# [Given exercise]
Rewrite the data below with every "dermoscopic image" changed to "photograph" and everything else kept the same. Leave the pictures out of your answer.

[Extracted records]

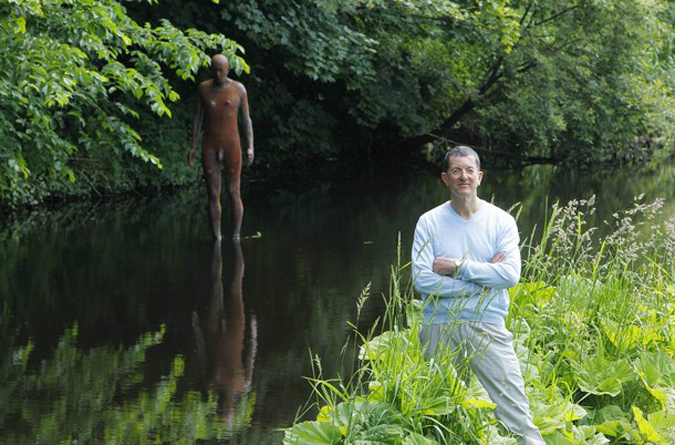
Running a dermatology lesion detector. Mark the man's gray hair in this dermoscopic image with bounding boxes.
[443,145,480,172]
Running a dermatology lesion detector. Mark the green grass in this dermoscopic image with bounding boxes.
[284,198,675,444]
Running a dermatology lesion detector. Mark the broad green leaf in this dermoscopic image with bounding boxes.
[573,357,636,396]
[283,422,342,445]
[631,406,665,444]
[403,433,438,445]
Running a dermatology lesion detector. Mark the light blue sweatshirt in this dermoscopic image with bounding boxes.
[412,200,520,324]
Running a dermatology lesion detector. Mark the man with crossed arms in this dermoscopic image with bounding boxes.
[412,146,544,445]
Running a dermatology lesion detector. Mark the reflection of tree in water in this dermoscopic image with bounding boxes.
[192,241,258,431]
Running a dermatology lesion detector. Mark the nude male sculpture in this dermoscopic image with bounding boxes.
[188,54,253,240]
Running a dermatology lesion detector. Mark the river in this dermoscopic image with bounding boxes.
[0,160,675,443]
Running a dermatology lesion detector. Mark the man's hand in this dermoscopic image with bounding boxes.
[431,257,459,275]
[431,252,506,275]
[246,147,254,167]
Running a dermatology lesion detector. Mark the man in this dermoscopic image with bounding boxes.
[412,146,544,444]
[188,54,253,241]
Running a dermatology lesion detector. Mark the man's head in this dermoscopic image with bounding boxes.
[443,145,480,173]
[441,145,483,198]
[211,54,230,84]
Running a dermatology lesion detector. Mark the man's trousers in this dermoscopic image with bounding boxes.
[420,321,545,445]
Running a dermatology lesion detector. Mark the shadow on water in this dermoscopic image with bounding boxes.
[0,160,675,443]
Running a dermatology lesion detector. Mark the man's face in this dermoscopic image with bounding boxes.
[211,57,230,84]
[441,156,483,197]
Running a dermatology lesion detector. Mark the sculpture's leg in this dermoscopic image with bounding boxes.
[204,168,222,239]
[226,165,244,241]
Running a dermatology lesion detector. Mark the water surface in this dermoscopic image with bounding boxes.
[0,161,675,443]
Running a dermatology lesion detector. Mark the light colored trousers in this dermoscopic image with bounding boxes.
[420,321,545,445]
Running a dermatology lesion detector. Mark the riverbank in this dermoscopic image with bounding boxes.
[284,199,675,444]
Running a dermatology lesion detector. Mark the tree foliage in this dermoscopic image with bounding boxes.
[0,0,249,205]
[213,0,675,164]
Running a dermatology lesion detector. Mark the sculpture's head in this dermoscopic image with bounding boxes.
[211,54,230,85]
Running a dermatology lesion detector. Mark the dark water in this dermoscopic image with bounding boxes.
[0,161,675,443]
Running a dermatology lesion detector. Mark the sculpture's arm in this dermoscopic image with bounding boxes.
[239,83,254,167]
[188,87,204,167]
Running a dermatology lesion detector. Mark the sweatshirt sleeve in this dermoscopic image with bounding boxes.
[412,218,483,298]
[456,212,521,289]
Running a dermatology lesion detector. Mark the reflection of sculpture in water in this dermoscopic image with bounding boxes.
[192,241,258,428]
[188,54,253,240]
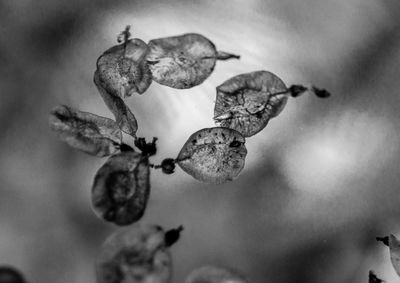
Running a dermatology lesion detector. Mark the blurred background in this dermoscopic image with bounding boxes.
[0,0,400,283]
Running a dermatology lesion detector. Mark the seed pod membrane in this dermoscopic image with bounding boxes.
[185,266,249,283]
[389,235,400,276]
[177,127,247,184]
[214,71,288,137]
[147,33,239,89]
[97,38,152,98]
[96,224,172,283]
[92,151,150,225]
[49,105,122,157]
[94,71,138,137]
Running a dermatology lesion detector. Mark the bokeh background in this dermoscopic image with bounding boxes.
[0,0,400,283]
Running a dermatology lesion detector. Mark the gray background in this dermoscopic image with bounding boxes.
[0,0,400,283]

# [Reply to the task]
Running a dermatology lesion detector. Mark the man's gray hair in this photograph with bounding boxes.
[443,145,480,172]
Running a dermatology lesion detector. Mark the green grass in this photograph with bounding boxes.
[284,198,675,444]
Running a dermatology lesion detector. Mark the broad green leaf in this photograph with bounding boxes.
[573,357,636,396]
[283,422,342,445]
[631,406,665,444]
[403,433,438,445]
Running a dermatology lesion detector. Mark the light blue sweatshirt in this photograph with bounding boxes.
[412,200,520,324]
Running a dermatology lesion detector. Mark the man with crossed arms in this photograph with bounding boxes.
[412,146,544,445]
Running a dermatology lesion detector. Mark the reflection of tree in water in this photograph with bounding boxes.
[192,241,258,431]
Running a dermatology lesion detector. Mark the nude male sculpture in this photograph with bounding boxes.
[188,54,253,240]
Running a dermatology lesion detector. Mark the river in this photograph with bounding boxes.
[0,160,675,443]
Running a dermatology lesion detector. Mark the man's hand in this photograph with bounding boxes.
[431,257,459,275]
[431,252,506,275]
[246,147,254,167]
Running a dermatology lesion detector. Mark the man in this photograph with bounding boxes.
[412,146,544,444]
[188,54,253,241]
Running a dermatology lesion detector. Mark the man's head in this photograph with bounding boxes.
[443,145,480,173]
[441,145,483,198]
[211,54,230,84]
Running a dermatology lesion detector. Mark the man's trousers in this photograph with bounding boxes.
[420,321,545,445]
Running a dermatology lesion detector. Mark the shadow on water in this photograph with bounding boxes.
[0,160,675,443]
Running a dermatology lesion detector. Mark the man's face in this photograph with bounding boxes.
[211,57,230,84]
[441,156,483,197]
Running a dermatology lesion detector. Mark the sculpture's leg in this photograph with bounding boxes.
[204,168,222,239]
[226,165,244,241]
Running a dermatology lesion detector. Mark the water surface in this photograph with bounding boxes.
[0,161,675,443]
Running a dermatology lesion detector. Mark the light colored trousers in this photograph with bounding boxes.
[420,321,545,445]
Running a dermatology lesion detector. Mark the riverbank in this photograph with bounding boxes.
[284,199,675,444]
Running a dermatology lesion detector. Mark the tree foliage in this photograph with bounding boxes.
[0,0,249,205]
[213,0,675,164]
Running a dermatology lesion detector. Mark the sculpture's head in this photograph with bounding boxes.
[211,54,230,85]
Running a dermatology lesion detector. Mark the dark water in this photograph with bounding boxes.
[0,161,675,443]
Running a dermatology lesion detector. Mark the sculpture's arm in this photograph with bounding boxes.
[239,83,254,167]
[188,87,204,167]
Running a dermatology lesion detector. Mark the sweatshirt sleeve in this photograph with bounding boxes.
[412,218,483,298]
[456,212,521,289]
Running a dermatology lesion detector. Mark the reflection of sculpture in water in this photograph with bounding boxes.
[192,241,258,428]
[188,54,253,240]
Running a dermatology lesion detector. Mark the blurred background in this photograph with bounding boxes.
[0,0,400,283]
Running a dermatology lesion detector. Mark the seed pod membrane in this photograph with bounding boxes.
[185,266,249,283]
[389,235,400,276]
[177,127,247,184]
[214,71,288,137]
[147,33,239,89]
[97,38,152,98]
[96,224,172,283]
[92,151,150,225]
[49,105,122,157]
[94,71,138,137]
Running a dermatology lesion detector. Mark the bokeh background in this photograph with bounding boxes.
[0,0,400,283]
Running a dermatology lesion detector. Mark the gray background in this photograph with bounding boxes.
[0,0,400,283]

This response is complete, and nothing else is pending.